EXERCISE TASKS>
a: Translate this sentence from the spiny pocket mouse profile into Spanish: "It is found in Baja California in Mexico and in Arizona, California, and Nevada."
b: List each taxonomic rank from Kingdom to Species under the scientific classification in the spiny pocket mouse profile, along with the value given for it.
c: What conservation status does the spiny pocket mouse profile list?

··· TEXT PROVIDED ···

Scientific classification
- Kingdom: Animalia
- Phylum: Chordata
- Class: Mammalia
- Order: Rodentia
- Family: Heteromyidae
- Genus: Chaetodipus
- Species: C. spinatus
- Binomial name: Chaetodipus spinatus (Merriam, 1889)
- Synonyms: Perognathus spinatus;

= Spiny pocket mouse =

- Genus: Chaetodipus
- Species: spinatus
- Authority: (Merriam, 1889)
- Conservation status: LC
- Synonyms: Perognathus spinatus

Species of rodent

The spiny pocket mouse (Chaetodipus spinatus) is a species of rodent in the family Heteromyidae and order Rodentia. It is found in Baja California in Mexico and in Arizona, California, and Nevada.

··· DATA TO EXAMINE ···

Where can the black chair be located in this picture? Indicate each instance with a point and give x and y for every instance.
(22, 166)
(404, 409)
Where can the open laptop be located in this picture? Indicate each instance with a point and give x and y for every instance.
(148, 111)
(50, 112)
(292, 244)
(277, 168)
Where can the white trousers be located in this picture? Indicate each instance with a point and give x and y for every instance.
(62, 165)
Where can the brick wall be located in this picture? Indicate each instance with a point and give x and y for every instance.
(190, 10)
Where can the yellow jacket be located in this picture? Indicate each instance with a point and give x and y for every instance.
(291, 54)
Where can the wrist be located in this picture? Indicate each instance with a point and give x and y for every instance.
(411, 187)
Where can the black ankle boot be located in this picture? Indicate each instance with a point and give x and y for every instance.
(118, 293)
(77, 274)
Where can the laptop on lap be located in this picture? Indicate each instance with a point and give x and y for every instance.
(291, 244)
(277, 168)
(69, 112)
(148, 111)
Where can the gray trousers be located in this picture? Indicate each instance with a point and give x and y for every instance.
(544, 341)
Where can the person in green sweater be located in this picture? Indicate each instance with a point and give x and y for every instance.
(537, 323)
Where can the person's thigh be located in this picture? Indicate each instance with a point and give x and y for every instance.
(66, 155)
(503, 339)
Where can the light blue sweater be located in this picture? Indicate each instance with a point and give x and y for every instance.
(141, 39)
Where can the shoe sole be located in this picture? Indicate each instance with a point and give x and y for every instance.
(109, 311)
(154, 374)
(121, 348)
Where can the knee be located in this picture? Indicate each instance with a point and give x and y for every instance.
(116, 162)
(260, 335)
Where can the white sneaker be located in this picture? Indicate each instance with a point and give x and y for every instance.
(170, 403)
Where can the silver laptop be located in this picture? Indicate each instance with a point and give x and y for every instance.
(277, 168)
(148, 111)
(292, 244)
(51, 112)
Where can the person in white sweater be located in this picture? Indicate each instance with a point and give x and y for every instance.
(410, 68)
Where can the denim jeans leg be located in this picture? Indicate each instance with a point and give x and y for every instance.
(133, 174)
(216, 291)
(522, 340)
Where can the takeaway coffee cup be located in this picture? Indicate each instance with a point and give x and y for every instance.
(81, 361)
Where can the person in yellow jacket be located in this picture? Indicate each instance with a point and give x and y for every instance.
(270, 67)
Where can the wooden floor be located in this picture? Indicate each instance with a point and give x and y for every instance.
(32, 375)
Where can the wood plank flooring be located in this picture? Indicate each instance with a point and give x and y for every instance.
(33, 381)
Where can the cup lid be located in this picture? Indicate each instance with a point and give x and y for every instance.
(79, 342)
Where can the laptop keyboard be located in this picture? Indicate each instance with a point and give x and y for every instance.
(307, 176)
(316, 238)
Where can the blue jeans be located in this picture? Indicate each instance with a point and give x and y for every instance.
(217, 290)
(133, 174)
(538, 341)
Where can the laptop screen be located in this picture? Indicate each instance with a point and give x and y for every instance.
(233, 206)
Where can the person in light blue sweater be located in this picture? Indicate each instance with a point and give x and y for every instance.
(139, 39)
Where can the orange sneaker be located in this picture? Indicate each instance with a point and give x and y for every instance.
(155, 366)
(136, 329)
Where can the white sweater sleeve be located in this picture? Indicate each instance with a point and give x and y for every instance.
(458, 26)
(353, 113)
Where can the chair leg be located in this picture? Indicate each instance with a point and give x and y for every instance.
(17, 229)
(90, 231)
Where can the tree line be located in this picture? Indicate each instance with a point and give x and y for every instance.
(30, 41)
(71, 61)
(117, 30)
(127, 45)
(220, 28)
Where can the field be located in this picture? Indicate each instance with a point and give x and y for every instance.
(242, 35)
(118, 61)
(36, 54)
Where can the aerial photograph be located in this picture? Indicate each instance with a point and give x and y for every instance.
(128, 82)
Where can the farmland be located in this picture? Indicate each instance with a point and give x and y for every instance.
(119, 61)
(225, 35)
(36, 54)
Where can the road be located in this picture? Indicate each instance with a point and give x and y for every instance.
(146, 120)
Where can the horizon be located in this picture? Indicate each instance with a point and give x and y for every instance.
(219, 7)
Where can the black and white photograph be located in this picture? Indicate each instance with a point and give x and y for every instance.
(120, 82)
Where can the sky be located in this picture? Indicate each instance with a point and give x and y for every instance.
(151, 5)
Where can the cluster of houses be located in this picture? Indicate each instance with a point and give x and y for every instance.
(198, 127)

···

REPLIES>
a: Se encuentra en Baja California, en México, y en Arizona, California y Nevada.

b:
Kingdom: Animalia
Phylum: Chordata
Class: Mammalia
Order: Rodentia
Family: Heteromyidae
Genus: Chaetodipus
Species: C. spinatus

c: LC